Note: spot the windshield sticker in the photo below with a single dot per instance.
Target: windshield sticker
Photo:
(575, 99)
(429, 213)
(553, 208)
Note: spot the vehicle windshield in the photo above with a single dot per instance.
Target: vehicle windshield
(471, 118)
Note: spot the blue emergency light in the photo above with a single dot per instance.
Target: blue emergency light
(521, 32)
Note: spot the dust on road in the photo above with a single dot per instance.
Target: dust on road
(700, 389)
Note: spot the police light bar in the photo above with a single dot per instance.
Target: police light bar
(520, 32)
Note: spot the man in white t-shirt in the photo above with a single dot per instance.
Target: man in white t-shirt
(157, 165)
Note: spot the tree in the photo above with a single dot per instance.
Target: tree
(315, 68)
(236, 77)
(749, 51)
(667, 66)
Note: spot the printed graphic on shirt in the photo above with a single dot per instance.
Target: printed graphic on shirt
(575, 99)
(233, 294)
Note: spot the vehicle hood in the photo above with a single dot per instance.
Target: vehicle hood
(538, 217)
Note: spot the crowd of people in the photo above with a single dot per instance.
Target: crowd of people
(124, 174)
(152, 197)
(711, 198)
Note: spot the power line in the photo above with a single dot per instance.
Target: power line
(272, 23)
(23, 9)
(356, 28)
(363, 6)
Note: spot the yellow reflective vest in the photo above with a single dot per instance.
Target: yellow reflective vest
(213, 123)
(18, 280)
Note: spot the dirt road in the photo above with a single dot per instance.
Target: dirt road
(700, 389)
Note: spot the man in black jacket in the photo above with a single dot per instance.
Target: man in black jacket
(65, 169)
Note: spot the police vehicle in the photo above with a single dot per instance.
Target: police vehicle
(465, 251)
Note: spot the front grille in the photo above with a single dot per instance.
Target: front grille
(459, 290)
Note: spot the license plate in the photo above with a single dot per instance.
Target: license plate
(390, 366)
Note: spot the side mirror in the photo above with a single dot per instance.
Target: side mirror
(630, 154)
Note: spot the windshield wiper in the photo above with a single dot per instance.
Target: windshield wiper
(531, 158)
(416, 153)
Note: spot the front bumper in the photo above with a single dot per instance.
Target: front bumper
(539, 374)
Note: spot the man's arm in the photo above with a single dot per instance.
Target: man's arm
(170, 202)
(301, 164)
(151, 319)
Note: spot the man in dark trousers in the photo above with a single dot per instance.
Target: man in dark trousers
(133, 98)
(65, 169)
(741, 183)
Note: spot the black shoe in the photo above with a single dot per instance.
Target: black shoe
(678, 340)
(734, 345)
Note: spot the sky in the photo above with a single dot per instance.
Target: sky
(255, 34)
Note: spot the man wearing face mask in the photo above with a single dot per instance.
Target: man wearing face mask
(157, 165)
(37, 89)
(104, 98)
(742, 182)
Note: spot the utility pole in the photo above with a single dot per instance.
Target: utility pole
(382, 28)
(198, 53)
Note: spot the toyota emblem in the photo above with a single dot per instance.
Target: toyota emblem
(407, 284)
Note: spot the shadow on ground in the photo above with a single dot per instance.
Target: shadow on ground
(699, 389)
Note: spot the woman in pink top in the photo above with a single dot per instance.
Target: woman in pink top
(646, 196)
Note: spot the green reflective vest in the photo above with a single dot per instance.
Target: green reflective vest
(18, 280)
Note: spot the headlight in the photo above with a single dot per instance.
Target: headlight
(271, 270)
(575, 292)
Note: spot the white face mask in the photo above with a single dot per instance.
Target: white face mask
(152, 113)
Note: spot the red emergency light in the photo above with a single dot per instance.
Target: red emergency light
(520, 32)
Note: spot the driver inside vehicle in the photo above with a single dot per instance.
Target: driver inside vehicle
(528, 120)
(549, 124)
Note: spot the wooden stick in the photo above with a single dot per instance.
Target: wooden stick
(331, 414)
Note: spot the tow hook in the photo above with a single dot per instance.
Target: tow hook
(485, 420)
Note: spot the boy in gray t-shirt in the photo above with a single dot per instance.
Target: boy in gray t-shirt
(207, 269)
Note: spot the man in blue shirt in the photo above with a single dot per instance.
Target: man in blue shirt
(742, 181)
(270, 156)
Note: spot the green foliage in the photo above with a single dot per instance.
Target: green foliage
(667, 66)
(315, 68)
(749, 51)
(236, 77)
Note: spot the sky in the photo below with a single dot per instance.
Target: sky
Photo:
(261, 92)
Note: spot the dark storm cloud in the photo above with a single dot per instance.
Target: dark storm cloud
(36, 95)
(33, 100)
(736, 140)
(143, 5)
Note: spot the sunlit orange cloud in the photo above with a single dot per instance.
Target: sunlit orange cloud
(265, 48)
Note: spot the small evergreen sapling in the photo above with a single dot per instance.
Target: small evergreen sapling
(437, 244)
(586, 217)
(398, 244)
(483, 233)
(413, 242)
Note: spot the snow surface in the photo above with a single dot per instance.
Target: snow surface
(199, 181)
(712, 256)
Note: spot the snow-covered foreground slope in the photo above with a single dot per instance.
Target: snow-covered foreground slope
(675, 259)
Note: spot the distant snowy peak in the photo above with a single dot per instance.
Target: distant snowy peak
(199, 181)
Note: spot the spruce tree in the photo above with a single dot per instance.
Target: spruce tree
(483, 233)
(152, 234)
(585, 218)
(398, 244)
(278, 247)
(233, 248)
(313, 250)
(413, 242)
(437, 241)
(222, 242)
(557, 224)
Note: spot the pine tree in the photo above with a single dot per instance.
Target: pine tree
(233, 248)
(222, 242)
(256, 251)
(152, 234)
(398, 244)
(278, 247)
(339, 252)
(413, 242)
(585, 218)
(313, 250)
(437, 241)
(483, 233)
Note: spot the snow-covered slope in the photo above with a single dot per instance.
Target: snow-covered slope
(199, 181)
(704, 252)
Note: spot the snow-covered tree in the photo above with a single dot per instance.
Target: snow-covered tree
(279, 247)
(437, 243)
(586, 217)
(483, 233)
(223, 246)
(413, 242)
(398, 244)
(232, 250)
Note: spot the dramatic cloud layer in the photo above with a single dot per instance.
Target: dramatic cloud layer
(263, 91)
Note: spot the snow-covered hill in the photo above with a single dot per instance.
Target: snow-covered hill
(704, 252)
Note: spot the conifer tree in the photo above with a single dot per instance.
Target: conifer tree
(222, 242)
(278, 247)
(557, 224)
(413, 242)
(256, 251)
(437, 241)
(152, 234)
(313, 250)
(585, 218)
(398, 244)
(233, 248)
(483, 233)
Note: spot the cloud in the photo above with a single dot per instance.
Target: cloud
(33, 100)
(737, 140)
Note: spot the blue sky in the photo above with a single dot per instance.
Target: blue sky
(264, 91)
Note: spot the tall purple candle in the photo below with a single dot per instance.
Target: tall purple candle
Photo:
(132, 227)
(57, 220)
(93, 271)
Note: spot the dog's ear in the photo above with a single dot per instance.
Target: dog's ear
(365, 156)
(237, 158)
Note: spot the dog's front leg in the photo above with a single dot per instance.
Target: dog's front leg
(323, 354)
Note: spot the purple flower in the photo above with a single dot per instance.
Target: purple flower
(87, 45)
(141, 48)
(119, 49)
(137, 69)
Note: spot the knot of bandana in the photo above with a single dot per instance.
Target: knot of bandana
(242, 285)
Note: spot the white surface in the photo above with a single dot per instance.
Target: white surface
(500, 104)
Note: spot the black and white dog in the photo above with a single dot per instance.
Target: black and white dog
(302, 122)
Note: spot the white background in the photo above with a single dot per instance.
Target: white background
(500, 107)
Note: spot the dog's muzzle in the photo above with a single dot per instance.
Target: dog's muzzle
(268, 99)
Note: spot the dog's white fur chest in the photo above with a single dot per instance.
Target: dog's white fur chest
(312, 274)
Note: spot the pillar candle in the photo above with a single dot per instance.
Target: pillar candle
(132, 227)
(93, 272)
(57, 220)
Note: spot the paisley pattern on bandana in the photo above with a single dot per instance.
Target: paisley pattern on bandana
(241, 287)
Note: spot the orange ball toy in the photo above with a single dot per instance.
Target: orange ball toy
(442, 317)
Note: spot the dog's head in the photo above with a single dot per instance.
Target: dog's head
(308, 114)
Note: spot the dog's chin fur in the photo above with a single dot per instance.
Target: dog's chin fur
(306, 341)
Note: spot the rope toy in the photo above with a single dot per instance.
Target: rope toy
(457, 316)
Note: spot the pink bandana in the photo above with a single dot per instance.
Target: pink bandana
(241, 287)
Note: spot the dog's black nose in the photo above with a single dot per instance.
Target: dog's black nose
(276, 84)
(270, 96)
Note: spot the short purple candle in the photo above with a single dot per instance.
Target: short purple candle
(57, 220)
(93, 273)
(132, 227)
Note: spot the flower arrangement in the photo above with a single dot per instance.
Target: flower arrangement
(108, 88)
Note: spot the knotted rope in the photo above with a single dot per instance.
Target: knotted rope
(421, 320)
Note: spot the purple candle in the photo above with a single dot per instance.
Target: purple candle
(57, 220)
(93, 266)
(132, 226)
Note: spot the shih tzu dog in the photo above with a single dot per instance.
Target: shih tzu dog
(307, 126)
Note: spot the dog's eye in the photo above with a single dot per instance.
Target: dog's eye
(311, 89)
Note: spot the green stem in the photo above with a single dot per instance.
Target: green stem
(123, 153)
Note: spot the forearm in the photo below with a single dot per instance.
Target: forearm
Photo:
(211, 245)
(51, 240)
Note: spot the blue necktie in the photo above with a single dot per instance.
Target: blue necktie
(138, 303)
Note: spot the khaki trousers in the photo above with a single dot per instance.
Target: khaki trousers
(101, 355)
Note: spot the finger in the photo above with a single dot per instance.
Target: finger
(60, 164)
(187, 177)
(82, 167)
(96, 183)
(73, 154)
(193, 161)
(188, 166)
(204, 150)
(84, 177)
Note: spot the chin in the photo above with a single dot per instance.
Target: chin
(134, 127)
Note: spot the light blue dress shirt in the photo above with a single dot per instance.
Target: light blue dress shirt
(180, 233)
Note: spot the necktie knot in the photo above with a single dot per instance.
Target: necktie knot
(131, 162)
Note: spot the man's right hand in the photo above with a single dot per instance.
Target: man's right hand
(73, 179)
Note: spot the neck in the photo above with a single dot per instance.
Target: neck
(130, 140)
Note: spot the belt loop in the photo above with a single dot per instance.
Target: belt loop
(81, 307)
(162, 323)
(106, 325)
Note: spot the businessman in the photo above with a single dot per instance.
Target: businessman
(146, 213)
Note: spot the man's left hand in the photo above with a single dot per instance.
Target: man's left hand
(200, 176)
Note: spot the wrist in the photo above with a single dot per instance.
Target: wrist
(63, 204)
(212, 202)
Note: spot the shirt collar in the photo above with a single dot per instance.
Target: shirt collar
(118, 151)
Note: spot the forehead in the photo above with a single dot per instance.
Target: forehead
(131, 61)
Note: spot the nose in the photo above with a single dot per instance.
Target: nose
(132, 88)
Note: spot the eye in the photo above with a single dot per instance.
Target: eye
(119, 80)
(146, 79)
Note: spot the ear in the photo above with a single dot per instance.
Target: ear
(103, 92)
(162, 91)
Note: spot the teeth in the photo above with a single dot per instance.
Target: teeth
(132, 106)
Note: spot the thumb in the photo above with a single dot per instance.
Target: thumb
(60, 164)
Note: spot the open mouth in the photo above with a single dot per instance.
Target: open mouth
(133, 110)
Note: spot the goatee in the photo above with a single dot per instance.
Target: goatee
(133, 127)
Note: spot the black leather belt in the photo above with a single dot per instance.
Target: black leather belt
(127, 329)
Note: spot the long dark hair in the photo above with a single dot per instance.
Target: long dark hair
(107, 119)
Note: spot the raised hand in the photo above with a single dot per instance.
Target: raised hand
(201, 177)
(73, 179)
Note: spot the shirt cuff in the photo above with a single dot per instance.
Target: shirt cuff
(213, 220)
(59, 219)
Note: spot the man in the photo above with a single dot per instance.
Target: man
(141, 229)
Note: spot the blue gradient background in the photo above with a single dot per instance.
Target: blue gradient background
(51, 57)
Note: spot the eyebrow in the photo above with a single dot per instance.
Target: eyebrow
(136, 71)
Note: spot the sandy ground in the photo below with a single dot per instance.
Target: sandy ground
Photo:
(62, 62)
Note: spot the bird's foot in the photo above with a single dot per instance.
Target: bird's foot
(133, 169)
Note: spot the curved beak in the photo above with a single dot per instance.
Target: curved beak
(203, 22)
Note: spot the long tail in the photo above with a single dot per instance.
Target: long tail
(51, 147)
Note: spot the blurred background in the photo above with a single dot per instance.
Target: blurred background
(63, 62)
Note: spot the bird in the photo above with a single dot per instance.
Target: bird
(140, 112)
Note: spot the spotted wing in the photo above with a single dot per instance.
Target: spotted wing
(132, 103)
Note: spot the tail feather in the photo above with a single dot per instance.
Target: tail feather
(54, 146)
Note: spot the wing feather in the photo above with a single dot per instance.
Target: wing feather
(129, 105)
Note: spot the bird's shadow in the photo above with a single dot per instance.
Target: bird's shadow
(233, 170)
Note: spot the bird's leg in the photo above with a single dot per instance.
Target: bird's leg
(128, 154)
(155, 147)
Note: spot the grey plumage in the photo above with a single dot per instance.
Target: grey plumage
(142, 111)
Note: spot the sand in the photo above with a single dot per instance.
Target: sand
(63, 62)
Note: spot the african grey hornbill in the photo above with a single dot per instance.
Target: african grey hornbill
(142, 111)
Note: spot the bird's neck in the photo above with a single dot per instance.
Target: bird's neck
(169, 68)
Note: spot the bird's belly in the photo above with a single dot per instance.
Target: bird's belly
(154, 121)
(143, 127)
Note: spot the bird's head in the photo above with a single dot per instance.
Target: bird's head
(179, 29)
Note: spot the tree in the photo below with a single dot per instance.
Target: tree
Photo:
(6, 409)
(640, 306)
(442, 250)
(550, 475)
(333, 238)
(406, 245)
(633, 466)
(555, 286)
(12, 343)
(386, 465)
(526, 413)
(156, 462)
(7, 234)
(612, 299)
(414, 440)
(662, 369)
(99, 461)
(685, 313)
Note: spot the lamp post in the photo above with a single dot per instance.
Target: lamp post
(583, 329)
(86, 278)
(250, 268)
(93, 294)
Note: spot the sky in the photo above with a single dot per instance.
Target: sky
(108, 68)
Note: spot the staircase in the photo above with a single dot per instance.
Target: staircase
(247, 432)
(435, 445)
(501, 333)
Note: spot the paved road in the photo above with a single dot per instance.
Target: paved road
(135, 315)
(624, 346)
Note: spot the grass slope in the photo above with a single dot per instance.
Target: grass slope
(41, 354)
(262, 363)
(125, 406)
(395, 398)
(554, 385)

**Your instructions:**
Please transcribe, exactly and with nothing added, the lines from the first line of the material above through the line that contains "Note: spot the vehicle windshield".

**Task output:**
Note: spot the windshield sticker in the photo below with a single dot per instance.
Target: windshield sticker
Photo:
(575, 99)
(429, 213)
(553, 208)
Note: spot the vehicle windshield in the photo above with a single dot per instance.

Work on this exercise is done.